[Segmentation dataset records]
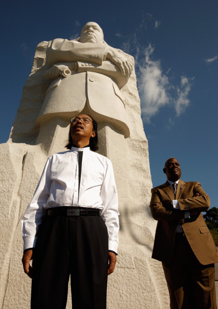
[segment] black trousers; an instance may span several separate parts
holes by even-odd
[[[33,259],[31,309],[106,309],[108,231],[97,216],[47,216]]]
[[[170,309],[216,309],[214,264],[201,264],[183,233],[176,234],[172,261],[162,264]]]

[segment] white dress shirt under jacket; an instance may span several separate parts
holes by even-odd
[[[78,203],[79,151],[83,153]],[[24,250],[35,247],[38,227],[46,209],[78,205],[100,210],[108,229],[109,250],[117,253],[119,213],[112,164],[89,147],[72,147],[48,159],[21,220]]]
[[[168,179],[167,180],[167,181],[172,187],[173,189],[173,184],[174,183],[174,182],[171,181],[171,180],[169,180]],[[178,184],[179,181],[179,179],[178,179],[178,180],[176,181],[175,181],[174,182],[176,182],[177,184]],[[173,200],[172,201],[173,202],[173,207],[174,209],[180,210],[180,208],[179,207],[179,205],[178,201],[177,200]],[[185,212],[184,217],[185,218],[188,218],[189,219],[190,219],[190,212],[189,211],[186,211]],[[177,224],[177,226],[176,227],[176,233],[182,233],[184,231],[182,227],[182,225],[179,224]]]

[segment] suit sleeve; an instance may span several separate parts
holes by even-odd
[[[77,60],[89,61],[101,65],[107,50],[106,46],[101,44],[56,39],[49,42],[46,59],[50,66],[60,62]]]
[[[158,196],[157,191],[152,189],[152,197],[150,210],[153,218],[155,220],[164,220],[177,223],[183,223],[184,214],[173,208],[164,207]]]
[[[196,193],[199,193],[199,196],[193,197]],[[202,189],[199,182],[195,183],[193,192],[190,193],[190,195],[186,198],[178,200],[181,211],[206,211],[208,209],[210,205],[210,198]]]
[[[44,216],[43,205],[50,194],[50,158],[47,161],[33,197],[21,219],[24,250],[36,246],[37,232]]]

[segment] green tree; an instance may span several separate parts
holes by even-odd
[[[210,208],[206,211],[205,214],[203,215],[203,217],[210,231],[213,229],[218,229],[218,208],[212,207]]]
[[[218,231],[217,229],[213,229],[210,232],[216,247],[218,247]]]

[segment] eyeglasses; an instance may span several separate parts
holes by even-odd
[[[80,118],[78,117],[75,117],[74,118],[72,118],[70,120],[71,123],[73,123],[74,122],[77,122],[79,120],[81,120],[82,122],[84,122],[85,123],[90,123],[90,125],[92,124],[92,119],[90,118],[88,118],[86,117],[82,117]],[[90,123],[91,121],[91,123]]]

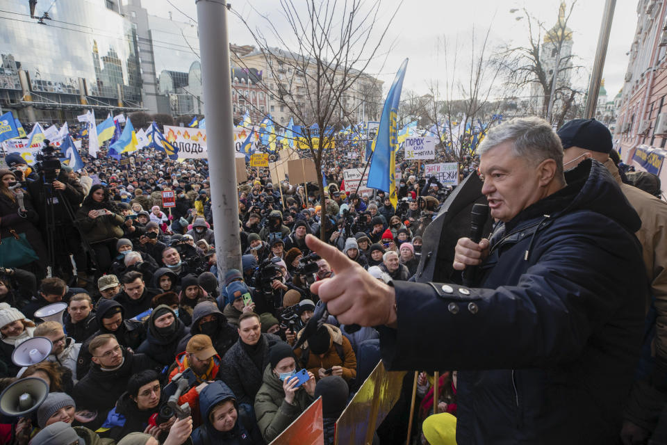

• Exercise: Reproduce all of the material above line for line without changing anything. Leave the pictures out of your answer.

• Problem solution:
[segment] black trousers; an instance may span several separate parts
holes by even-odd
[[[33,259],[31,309],[106,309],[108,231],[97,216],[47,216]]]
[[[170,309],[216,309],[214,264],[201,264],[183,233],[176,234],[172,261],[162,264]]]

[segment] white dress shirt under jacket; an instance may span several separate parts
holes by even-odd
[[[78,203],[79,151],[83,153]],[[24,250],[35,247],[38,227],[46,209],[78,205],[100,210],[108,229],[109,250],[117,253],[119,213],[112,164],[89,147],[72,147],[48,159],[21,220]]]
[[[168,179],[167,180],[167,181],[172,187],[173,189],[173,184],[174,183],[174,182],[171,181],[171,180],[169,180]],[[178,184],[179,181],[179,179],[178,179],[178,180],[176,181],[175,181],[174,182],[176,182],[177,184]],[[173,200],[172,201],[173,202],[173,207],[174,209],[180,210],[180,208],[179,207],[179,205],[178,201],[177,200]],[[185,212],[184,217],[185,218],[188,218],[189,219],[190,219],[190,212],[189,211],[186,211]],[[177,224],[177,226],[176,227],[176,233],[182,233],[184,231],[182,227],[182,225],[179,224]]]

[segment] suit sleeve; an instance may span several separate parts
holes by even-odd
[[[77,60],[89,61],[101,65],[107,50],[106,46],[101,44],[56,39],[49,42],[46,59],[50,66],[60,62]]]
[[[158,196],[157,191],[152,189],[152,197],[150,210],[153,218],[155,220],[164,220],[177,223],[183,223],[184,214],[173,208],[164,207]]]
[[[196,193],[199,193],[199,196],[193,197]],[[202,189],[199,182],[195,183],[193,192],[190,193],[190,195],[186,198],[178,200],[181,211],[206,211],[208,209],[210,205],[210,198]]]
[[[44,216],[43,205],[50,194],[50,158],[47,161],[33,197],[21,219],[24,250],[36,246],[37,232]]]

[segment] green tree; an instance may span several separate parts
holes by even-odd
[[[210,208],[206,211],[205,214],[203,215],[203,217],[210,231],[213,229],[218,229],[218,208],[212,207]]]
[[[218,231],[217,229],[213,229],[210,232],[216,247],[218,247]]]

[segment] eyeglasses; an instance may span several separate parts
holes by even-odd
[[[80,118],[78,117],[75,117],[74,118],[72,118],[70,120],[71,123],[73,123],[74,122],[77,122],[79,120],[81,120],[82,122],[84,122],[85,123],[90,123],[90,125],[92,124],[92,119],[90,118],[88,118],[86,117],[82,117]],[[90,123],[91,121],[91,123]]]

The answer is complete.